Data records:
◆ ◆ ◆
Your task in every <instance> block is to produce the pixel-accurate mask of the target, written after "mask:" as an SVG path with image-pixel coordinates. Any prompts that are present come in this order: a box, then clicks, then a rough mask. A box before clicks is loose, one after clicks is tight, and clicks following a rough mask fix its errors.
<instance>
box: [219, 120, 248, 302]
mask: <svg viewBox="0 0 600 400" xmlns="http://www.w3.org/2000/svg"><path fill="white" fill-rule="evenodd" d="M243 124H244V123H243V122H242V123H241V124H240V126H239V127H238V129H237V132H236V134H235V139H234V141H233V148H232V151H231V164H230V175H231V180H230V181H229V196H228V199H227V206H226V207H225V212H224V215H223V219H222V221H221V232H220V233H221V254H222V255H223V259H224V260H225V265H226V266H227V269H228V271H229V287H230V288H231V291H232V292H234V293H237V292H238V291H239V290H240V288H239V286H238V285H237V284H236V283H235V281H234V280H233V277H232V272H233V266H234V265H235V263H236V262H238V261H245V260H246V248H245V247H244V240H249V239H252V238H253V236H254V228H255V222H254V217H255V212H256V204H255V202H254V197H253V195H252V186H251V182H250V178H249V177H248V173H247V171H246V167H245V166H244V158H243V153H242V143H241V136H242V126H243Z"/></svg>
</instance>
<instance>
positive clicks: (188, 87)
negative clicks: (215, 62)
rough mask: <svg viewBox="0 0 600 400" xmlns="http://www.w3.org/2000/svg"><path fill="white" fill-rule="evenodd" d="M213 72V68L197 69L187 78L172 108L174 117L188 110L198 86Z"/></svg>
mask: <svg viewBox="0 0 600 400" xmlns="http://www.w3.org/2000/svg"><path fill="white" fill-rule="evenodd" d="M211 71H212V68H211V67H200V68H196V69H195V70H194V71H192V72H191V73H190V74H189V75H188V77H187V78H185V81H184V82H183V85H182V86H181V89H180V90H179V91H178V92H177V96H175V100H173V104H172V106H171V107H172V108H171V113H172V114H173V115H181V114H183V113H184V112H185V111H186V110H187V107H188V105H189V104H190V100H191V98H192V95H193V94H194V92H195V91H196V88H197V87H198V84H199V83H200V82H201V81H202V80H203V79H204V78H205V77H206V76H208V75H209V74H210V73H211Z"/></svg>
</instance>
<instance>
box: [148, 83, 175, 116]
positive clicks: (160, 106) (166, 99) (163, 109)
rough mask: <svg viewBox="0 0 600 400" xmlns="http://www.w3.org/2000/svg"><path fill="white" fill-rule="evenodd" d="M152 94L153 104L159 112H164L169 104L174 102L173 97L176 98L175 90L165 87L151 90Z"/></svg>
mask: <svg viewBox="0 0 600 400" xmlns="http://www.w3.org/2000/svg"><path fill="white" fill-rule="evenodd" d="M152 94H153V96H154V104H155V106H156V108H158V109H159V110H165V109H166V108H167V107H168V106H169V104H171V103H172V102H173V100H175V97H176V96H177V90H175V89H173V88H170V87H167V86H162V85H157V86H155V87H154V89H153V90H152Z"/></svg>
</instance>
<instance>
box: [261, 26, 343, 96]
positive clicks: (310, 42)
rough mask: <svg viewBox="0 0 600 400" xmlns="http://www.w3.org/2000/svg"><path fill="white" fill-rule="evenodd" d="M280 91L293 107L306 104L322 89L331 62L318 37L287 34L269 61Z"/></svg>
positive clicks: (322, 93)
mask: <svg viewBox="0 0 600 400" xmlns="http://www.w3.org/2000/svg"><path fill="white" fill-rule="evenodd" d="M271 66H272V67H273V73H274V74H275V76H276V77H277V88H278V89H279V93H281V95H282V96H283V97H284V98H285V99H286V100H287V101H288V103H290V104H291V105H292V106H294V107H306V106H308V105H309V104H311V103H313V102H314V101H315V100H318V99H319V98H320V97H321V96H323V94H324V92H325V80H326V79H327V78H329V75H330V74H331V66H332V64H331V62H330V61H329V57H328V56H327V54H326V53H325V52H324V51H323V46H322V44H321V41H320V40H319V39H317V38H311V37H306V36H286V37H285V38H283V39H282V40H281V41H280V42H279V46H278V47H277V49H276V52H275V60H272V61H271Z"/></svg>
◆ ◆ ◆
#### [Exercise directions]
Starting at the line that has "negative clicks: (215, 62)" in the records above, restate word for word every line until the one that has "positive clicks: (160, 106)", and include that one as well.

#### [Answer box]
negative clicks: (215, 62)
rough mask: <svg viewBox="0 0 600 400" xmlns="http://www.w3.org/2000/svg"><path fill="white" fill-rule="evenodd" d="M213 72V68L197 69L187 78L172 108L174 117L188 110L198 86Z"/></svg>
mask: <svg viewBox="0 0 600 400" xmlns="http://www.w3.org/2000/svg"><path fill="white" fill-rule="evenodd" d="M211 71H212V68H211V67H200V68H196V69H195V70H194V71H192V72H191V73H190V74H189V75H188V77H187V78H185V81H184V82H183V85H182V86H181V89H180V90H179V91H178V92H177V96H175V100H173V104H172V106H171V107H172V108H171V113H172V114H173V115H181V114H183V113H184V112H185V111H186V110H187V107H188V105H189V104H190V100H191V98H192V95H193V94H194V92H195V91H196V88H197V87H198V84H199V83H200V82H201V81H202V80H203V79H204V78H205V77H206V76H208V75H209V74H210V73H211Z"/></svg>
</instance>
<instance>
box: [148, 83, 175, 116]
positive clicks: (160, 106) (166, 99) (163, 109)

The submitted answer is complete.